[Opening Records supplied section]

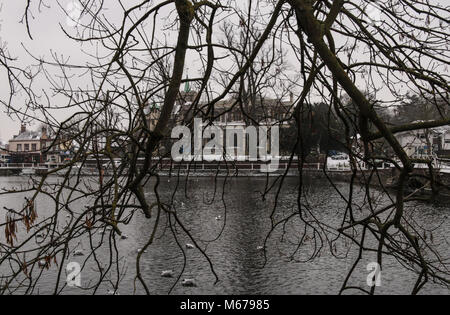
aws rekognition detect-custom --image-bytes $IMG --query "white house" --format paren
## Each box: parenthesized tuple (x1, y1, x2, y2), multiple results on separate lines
(0, 141, 9, 164)
(395, 122, 450, 158)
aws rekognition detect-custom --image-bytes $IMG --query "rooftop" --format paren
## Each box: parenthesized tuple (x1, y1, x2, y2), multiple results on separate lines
(10, 130, 42, 141)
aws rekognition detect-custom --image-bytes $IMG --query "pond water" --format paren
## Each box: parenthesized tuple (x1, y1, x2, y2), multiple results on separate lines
(0, 176, 448, 295)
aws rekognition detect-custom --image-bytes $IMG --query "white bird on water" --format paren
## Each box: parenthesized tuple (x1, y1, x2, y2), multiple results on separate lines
(186, 243, 195, 249)
(161, 270, 174, 278)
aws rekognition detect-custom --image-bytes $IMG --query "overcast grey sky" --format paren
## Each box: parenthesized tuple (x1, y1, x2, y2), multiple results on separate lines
(0, 0, 167, 142)
(0, 0, 220, 142)
(1, 0, 444, 143)
(0, 0, 282, 142)
(0, 0, 82, 141)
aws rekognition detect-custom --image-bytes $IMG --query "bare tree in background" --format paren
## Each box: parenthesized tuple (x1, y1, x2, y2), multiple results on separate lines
(0, 0, 449, 295)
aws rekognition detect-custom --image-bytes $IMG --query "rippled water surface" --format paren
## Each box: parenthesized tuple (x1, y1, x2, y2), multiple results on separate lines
(0, 176, 448, 295)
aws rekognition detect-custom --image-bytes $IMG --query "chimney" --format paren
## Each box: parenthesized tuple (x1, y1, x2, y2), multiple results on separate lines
(20, 124, 26, 134)
(41, 126, 47, 137)
(289, 92, 294, 104)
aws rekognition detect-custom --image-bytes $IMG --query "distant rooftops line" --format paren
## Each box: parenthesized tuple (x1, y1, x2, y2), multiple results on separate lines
(9, 124, 50, 142)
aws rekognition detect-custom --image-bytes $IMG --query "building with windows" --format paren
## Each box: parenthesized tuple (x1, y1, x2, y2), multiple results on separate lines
(40, 126, 68, 164)
(8, 125, 42, 163)
(0, 141, 10, 165)
(435, 125, 450, 158)
(7, 124, 73, 164)
(144, 80, 295, 157)
(395, 122, 450, 159)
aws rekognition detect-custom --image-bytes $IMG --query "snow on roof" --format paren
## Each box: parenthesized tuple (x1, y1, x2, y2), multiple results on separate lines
(10, 130, 42, 141)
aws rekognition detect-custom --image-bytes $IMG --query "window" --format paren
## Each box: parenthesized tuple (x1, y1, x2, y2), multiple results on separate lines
(445, 139, 450, 144)
(24, 144, 30, 151)
(17, 144, 22, 152)
(31, 144, 37, 151)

[Closing Records supplied section]

Problem statement:
Every entry must be retyped exactly, with the pictures removed.

Result of this task:
aws rekognition detect-custom --image-bytes $IMG --query "white house" --format paren
## Each box: parenthesized tuple (x1, y1, x2, y2), multiple results on separate lines
(0, 141, 9, 164)
(395, 122, 450, 158)
aws rekognition detect-custom --image-bytes $IMG --query "rooftop" --format paren
## Each box: parenthesized tuple (x1, y1, x2, y2), multiple results on separate lines
(10, 130, 42, 141)
aws rekognition detect-custom --image-bytes $IMG --query "pond water" --format paren
## Each box: parenthesized tuple (x1, y1, x2, y2), multiple results on separate lines
(0, 176, 448, 295)
aws rekognition detect-custom --image-bytes $IMG --query "white bird on water" --format paren
## Each box: parenthesized tuple (x1, y1, x2, y2), multiple results on separate lines
(186, 243, 195, 249)
(161, 270, 174, 278)
aws rekognition detect-custom --image-bytes $IMG --query "overcast grey sky" --format paren
## Each box: parenthesized tuple (x1, y1, x2, y2), multiple results on separate lines
(0, 0, 167, 142)
(0, 0, 220, 142)
(1, 0, 444, 143)
(0, 0, 282, 142)
(0, 0, 82, 141)
aws rekognition detect-custom --image-bytes $IMG --query "bare tree in background" --format paren
## Each box: parenthesized tuple (x1, y1, x2, y2), multiple results on separate lines
(0, 0, 449, 295)
aws rekognition detect-custom --image-bytes $IMG --query "rippled water surface" --format paren
## Each box: parenthesized tuple (x1, y1, x2, y2), multiple results on separate lines
(0, 176, 448, 295)
aws rekognition detect-custom --image-bytes $IMG --query "chimney" --format paren
## Each box: parenthesized tuple (x1, y1, x2, y2), multiple results on separate lines
(20, 124, 26, 134)
(41, 126, 47, 137)
(289, 92, 294, 104)
aws rekognition detect-custom --image-bytes $IMG --query "distant rooftops line" --format paren
## Each box: parenthesized tuple (x1, y1, x2, y2), multiple results on separate lines
(9, 124, 50, 142)
aws rekognition detect-custom --image-bytes $IMG --query "building with windows" --format paren
## Each box: parenthesized tuple (x1, y1, x2, y2), multiple results on separate lines
(40, 126, 68, 164)
(8, 125, 42, 163)
(0, 141, 10, 165)
(435, 125, 450, 158)
(7, 124, 73, 164)
(144, 80, 295, 157)
(395, 122, 450, 159)
aws rekognition detect-custom --image-bytes $IMG --query "snow on roof" --format paren
## Each box: parenthesized tuple (x1, y1, x2, y2), multiple results on separate lines
(10, 130, 42, 141)
aws rekognition detect-custom --image-bytes $IMG --query "window" --format paren
## Each box: parenthesized tuple (x1, y1, x2, y2), multiple results on separate lines
(445, 139, 450, 144)
(24, 144, 30, 151)
(17, 144, 22, 152)
(31, 144, 37, 151)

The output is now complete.